Going through the entries, how many lines include the string "brick"? Answer only with the number.

• • • •

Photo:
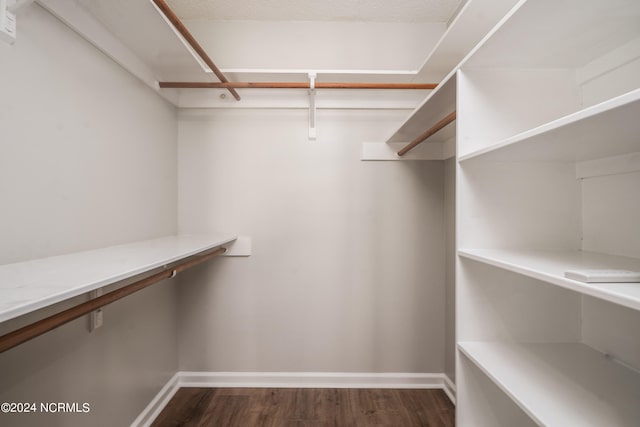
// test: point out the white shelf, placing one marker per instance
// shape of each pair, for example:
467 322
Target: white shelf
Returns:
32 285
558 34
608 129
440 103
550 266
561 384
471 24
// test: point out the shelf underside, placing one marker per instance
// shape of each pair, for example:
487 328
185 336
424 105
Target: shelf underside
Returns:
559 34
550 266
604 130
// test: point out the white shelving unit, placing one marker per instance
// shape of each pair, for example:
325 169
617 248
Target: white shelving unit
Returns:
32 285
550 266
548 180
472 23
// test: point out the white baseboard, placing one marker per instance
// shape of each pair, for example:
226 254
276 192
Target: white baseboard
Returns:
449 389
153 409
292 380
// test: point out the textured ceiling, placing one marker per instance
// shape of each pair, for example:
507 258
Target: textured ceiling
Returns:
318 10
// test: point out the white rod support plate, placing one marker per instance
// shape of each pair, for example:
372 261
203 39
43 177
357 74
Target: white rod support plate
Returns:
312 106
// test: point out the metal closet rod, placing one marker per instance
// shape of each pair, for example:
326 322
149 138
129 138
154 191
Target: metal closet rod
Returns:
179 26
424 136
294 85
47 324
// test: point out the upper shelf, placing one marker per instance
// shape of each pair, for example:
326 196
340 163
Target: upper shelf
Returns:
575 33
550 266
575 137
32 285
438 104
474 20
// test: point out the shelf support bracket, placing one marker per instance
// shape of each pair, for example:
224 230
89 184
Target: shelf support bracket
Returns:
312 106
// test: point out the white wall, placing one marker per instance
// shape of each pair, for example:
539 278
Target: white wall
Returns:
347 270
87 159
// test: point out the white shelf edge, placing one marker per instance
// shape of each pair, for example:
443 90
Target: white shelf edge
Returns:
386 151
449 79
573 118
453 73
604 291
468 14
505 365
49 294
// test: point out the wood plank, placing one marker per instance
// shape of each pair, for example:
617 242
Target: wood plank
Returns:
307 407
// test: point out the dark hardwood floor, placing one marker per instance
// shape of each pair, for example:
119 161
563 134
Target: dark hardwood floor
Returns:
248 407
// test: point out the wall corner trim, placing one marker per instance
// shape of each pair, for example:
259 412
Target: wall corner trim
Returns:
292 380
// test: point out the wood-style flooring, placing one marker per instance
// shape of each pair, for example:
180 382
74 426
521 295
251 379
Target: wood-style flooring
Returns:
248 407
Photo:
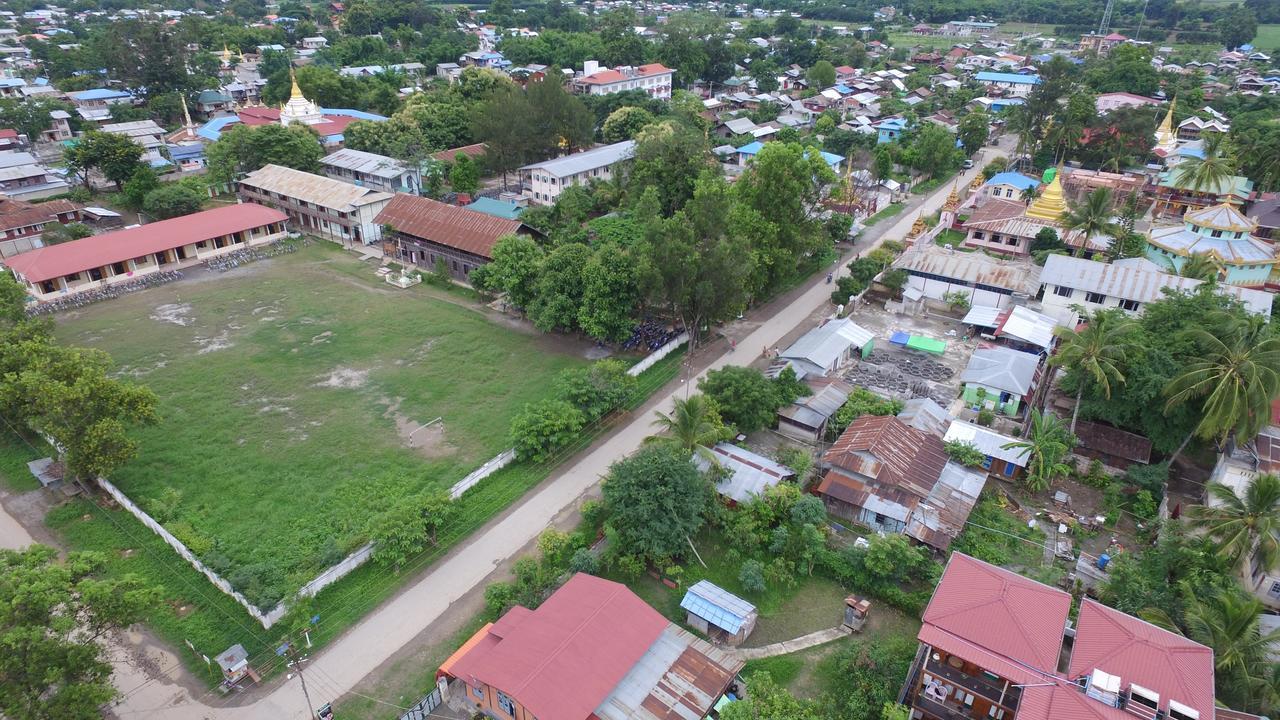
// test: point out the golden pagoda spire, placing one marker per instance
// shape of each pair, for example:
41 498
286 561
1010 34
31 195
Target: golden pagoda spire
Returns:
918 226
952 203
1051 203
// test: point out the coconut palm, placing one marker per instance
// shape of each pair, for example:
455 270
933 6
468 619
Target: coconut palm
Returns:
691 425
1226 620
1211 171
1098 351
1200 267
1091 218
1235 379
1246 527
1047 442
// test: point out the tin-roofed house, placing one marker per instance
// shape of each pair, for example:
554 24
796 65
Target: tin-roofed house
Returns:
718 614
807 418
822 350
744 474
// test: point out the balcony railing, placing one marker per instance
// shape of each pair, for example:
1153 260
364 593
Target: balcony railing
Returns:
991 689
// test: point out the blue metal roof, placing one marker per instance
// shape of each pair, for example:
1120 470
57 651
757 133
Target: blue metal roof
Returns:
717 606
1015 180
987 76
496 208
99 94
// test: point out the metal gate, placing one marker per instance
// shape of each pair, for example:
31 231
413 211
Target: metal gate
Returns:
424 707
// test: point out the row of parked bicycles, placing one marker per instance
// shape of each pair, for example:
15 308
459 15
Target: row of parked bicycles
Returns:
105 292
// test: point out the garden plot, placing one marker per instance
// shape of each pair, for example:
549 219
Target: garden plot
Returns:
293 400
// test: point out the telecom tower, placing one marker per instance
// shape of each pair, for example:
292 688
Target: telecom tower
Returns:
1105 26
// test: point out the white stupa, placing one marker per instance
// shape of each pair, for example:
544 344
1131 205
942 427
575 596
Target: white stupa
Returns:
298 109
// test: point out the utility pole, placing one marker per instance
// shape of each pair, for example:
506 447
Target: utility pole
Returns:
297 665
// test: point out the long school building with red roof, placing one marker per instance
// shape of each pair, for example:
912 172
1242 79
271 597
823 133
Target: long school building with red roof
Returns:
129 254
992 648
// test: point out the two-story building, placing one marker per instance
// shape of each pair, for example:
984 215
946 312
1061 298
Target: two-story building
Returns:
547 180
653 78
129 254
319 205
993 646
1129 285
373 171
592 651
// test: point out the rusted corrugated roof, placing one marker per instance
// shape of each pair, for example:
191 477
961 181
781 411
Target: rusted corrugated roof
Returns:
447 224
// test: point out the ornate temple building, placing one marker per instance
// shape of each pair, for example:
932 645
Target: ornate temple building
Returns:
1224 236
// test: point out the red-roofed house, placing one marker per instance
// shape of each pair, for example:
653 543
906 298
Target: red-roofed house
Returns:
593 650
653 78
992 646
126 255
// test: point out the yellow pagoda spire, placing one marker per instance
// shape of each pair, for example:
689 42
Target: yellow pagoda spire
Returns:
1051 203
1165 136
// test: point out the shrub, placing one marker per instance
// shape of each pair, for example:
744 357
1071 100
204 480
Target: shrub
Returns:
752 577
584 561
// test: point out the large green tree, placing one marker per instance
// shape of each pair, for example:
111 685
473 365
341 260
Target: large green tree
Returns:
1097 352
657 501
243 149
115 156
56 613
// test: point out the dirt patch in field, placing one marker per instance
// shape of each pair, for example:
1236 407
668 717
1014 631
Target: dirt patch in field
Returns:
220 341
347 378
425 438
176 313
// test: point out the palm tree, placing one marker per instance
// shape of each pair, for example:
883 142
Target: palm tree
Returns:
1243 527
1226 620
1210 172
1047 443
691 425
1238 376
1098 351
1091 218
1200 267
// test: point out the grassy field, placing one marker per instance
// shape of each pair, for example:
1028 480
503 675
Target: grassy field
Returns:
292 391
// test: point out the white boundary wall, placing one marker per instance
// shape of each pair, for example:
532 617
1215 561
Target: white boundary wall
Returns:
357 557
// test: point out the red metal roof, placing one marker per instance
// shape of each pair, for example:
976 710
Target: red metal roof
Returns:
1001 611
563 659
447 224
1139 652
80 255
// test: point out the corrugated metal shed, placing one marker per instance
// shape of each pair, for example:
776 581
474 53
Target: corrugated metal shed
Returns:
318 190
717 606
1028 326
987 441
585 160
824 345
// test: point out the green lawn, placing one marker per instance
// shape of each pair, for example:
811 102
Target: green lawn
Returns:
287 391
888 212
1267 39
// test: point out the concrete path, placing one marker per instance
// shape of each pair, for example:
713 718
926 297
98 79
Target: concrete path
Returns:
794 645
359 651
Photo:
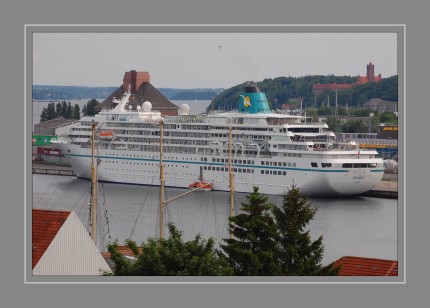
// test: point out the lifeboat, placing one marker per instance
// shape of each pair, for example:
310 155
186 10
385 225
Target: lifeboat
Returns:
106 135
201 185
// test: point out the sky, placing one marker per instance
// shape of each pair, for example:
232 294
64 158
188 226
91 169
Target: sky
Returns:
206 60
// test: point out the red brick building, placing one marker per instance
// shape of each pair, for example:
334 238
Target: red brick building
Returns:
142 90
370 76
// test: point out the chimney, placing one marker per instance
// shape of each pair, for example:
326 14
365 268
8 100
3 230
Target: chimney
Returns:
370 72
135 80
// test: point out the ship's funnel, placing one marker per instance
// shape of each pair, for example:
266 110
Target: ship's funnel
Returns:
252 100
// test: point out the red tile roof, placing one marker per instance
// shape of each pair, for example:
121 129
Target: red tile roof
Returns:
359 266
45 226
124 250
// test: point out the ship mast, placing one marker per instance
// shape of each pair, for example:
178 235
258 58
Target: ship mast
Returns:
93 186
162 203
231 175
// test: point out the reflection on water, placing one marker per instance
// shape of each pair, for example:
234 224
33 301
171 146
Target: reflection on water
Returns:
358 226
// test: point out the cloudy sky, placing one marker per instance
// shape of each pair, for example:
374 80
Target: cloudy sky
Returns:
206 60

• • • •

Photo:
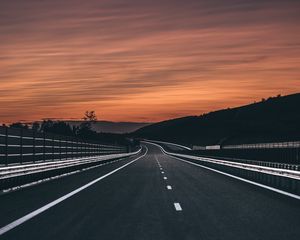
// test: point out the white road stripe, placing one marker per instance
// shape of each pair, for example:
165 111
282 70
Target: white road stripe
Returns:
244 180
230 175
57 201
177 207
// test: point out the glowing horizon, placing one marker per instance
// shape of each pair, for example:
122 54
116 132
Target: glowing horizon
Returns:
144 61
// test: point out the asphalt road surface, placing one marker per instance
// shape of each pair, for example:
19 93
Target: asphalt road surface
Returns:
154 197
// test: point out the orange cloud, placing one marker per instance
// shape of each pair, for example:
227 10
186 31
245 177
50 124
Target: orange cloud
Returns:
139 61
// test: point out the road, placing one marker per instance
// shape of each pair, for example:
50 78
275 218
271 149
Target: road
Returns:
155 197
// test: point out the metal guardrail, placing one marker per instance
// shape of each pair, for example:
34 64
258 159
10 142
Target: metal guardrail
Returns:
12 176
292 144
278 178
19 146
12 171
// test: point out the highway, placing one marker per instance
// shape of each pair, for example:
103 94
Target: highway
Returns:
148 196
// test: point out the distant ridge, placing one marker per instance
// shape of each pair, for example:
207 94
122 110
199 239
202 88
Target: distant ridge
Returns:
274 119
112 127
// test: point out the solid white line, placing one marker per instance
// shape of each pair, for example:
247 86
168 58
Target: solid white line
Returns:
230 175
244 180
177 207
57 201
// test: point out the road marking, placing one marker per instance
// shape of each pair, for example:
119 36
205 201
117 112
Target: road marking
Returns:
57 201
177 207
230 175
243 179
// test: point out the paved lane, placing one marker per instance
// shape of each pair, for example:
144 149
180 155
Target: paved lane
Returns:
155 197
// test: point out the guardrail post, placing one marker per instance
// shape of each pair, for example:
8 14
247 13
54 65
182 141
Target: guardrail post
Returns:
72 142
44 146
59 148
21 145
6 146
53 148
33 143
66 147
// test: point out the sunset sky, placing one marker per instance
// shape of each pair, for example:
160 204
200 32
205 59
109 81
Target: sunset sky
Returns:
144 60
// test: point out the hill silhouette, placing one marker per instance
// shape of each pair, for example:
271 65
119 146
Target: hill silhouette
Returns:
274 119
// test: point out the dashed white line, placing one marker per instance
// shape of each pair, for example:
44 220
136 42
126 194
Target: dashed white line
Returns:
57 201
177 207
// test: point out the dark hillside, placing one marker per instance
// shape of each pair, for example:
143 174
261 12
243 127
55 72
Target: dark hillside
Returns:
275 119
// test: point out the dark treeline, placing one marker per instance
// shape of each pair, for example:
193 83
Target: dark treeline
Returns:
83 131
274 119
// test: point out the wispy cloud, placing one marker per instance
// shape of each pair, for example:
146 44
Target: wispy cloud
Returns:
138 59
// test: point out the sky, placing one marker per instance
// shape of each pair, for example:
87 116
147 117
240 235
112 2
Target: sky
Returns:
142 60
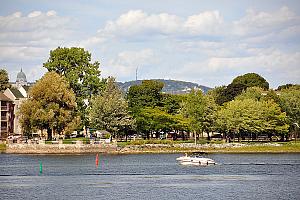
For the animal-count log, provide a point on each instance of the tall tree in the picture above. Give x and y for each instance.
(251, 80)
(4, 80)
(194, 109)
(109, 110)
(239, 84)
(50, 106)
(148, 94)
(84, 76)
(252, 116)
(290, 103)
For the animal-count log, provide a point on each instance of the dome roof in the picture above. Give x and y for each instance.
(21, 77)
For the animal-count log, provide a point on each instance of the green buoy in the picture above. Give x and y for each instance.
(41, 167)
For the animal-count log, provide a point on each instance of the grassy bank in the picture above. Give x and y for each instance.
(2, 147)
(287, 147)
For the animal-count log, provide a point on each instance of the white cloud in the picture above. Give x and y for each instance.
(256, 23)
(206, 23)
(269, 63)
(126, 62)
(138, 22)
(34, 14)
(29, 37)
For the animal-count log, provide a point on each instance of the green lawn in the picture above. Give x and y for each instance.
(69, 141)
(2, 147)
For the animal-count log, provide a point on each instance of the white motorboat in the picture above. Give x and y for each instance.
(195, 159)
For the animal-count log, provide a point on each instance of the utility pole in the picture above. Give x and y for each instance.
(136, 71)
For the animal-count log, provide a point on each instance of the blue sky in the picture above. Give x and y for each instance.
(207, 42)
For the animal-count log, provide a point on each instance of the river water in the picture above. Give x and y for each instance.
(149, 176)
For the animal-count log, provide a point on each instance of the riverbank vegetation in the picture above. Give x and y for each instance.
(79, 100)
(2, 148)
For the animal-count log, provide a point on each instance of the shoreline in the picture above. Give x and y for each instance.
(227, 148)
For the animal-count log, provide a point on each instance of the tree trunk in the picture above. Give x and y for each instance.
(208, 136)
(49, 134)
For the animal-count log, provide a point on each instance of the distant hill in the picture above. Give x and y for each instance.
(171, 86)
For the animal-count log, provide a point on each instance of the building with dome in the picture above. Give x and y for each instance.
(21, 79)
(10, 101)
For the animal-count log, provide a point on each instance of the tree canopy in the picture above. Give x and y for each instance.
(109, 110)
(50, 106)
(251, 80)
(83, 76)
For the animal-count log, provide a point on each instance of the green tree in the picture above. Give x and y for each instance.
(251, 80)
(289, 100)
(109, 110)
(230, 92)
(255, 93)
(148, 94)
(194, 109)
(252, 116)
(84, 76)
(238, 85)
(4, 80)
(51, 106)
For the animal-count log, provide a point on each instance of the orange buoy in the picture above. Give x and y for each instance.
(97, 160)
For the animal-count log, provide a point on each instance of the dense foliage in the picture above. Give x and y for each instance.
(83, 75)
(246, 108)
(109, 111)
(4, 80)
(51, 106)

• • • •

#### Completed task
2